Data extracted from a collection ▸
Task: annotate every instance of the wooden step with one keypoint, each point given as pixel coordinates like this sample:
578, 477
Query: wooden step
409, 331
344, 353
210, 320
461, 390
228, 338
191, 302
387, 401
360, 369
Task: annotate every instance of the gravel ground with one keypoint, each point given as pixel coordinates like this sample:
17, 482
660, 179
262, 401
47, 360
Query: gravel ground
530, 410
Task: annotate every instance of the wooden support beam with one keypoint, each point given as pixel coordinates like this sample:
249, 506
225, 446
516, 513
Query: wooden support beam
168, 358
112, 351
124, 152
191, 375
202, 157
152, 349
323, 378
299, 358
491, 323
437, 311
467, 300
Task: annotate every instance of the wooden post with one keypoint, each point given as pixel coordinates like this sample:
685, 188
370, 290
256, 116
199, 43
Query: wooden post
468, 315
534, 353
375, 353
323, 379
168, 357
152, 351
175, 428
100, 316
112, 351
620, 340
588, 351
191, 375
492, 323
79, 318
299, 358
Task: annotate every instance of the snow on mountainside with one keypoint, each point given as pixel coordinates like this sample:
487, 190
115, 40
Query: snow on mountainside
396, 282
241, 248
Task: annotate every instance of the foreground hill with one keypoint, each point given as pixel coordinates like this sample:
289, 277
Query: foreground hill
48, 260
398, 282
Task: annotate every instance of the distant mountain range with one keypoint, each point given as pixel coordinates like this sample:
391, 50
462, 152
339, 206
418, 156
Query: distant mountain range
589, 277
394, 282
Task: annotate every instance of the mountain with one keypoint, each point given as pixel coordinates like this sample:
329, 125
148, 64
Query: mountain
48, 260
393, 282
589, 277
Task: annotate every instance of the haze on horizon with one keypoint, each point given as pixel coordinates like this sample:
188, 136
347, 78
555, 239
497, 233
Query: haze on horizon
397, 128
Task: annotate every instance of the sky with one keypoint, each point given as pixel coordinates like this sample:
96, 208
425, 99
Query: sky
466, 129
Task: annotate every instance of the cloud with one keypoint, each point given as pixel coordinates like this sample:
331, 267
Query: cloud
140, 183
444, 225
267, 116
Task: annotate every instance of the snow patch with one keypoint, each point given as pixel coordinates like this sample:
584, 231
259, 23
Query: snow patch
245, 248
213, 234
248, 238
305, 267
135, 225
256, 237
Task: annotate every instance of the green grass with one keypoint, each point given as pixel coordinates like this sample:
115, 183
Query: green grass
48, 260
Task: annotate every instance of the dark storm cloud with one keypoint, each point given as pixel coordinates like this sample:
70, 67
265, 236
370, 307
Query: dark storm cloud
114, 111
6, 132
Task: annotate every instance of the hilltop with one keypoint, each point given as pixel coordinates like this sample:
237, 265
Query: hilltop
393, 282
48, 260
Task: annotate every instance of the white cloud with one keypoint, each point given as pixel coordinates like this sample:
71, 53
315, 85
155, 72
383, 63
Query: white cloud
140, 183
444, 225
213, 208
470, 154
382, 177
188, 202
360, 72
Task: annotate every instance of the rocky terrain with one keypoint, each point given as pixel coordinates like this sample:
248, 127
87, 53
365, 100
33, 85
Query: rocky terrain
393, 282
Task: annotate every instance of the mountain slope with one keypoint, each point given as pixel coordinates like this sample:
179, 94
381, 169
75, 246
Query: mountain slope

Given problem ▸ Could you rewrite all the records, putting "mark" wherever "annotate" appears and keeping everything else the same?

The output ▸
Task: mark every instance of the wooden step with one keypoint, each point given as pixel coordinates like this sample:
578, 477
Query: wooden step
409, 331
344, 353
210, 320
461, 390
228, 338
191, 302
387, 401
360, 369
Task: mark every instance of the gravel ground with one keypoint, each point given as pixel coordinates like this sample:
17, 482
660, 179
262, 401
47, 360
Query: gravel ground
530, 410
Task: mark every instance of the wooden support beam with one keypoint, each point given as pixel coordinates like this sample:
249, 506
225, 446
516, 513
Query: wooden support beam
168, 358
112, 351
124, 152
191, 375
202, 157
152, 349
323, 378
299, 358
491, 323
437, 311
467, 300
Task: mark every instance of the wooden post with one keypoint, each point given as pixel coordinates like this sample:
685, 188
370, 290
256, 116
199, 43
Query: wooden post
468, 315
534, 353
375, 353
323, 379
168, 357
152, 351
175, 428
100, 316
112, 351
620, 340
588, 351
191, 375
492, 323
79, 318
299, 358
Task: mark every instance of the snow on mountainside with one keypoint, each point given as pixel coordinates like this sample:
487, 190
115, 40
Query: snow on mountainside
396, 282
241, 248
Task: mark every instance of the foreground hill with one keypoint, each point given as pixel coordinates like this sample:
289, 277
Query: foreground hill
48, 260
398, 282
Task: mark every instance of the distant mountain range with one keypoint, each point given as pixel coordinates like this sample:
391, 50
462, 152
339, 206
418, 156
Query: distant mountain range
589, 277
394, 282
Task: mark every instance of the mountain with one keypoint, each point given as pixel coordinates like this sample:
329, 125
148, 64
Query: mountain
48, 260
393, 282
589, 277
Task: mark every instance of the haze on horizon with one keypoint, each point given as pixel coordinates like this sample:
188, 136
347, 78
555, 239
497, 233
Query: haze on horizon
397, 128
Task: mark every instance of the sky with one keypoint, each point given as pixel coordinates like this sample:
96, 208
425, 99
Query: sky
466, 129
Task: mark every instance of the cloud with one keypoint, each point given as pixel coordinates like this sample:
331, 267
Query: cloud
140, 183
444, 225
267, 116
Task: mark every instance of the snow patch with one keypoint, each point given as pixel coordinates like this sample:
584, 231
259, 23
Query: snow patch
245, 248
213, 234
248, 238
305, 267
135, 225
256, 237
Task: mark every instance of the green grass with one keypoint, each point given as pixel coordinates like this sample:
115, 183
Query: green grass
48, 260
Task: mark every instance of the dark storm cloud with one keypoint, each point given as pixel coordinates like this sample:
70, 67
265, 236
370, 307
Query: dark storm cloud
114, 111
6, 132
Task: mark every instance of the hilltop with one keypoint, each point given as pixel coordinates like this sample:
237, 265
Query: hilltop
393, 282
48, 260
Task: mark every instance of the white cloud with one keypoint, each point given as pixel coordinates like this sample:
71, 53
315, 85
155, 72
383, 63
Query: white cloud
140, 183
444, 225
213, 208
470, 154
382, 177
188, 202
360, 72
Task: mark every instance of the rocky terrain with one keypoint, each point given as pixel coordinates like this sample:
248, 127
87, 53
365, 100
33, 85
Query: rocky terrain
393, 282
Task: mark every instance of the mountain slope with one keypoint, each point given as pixel coordinates like this sample:
179, 94
381, 169
75, 246
Query: mountain slope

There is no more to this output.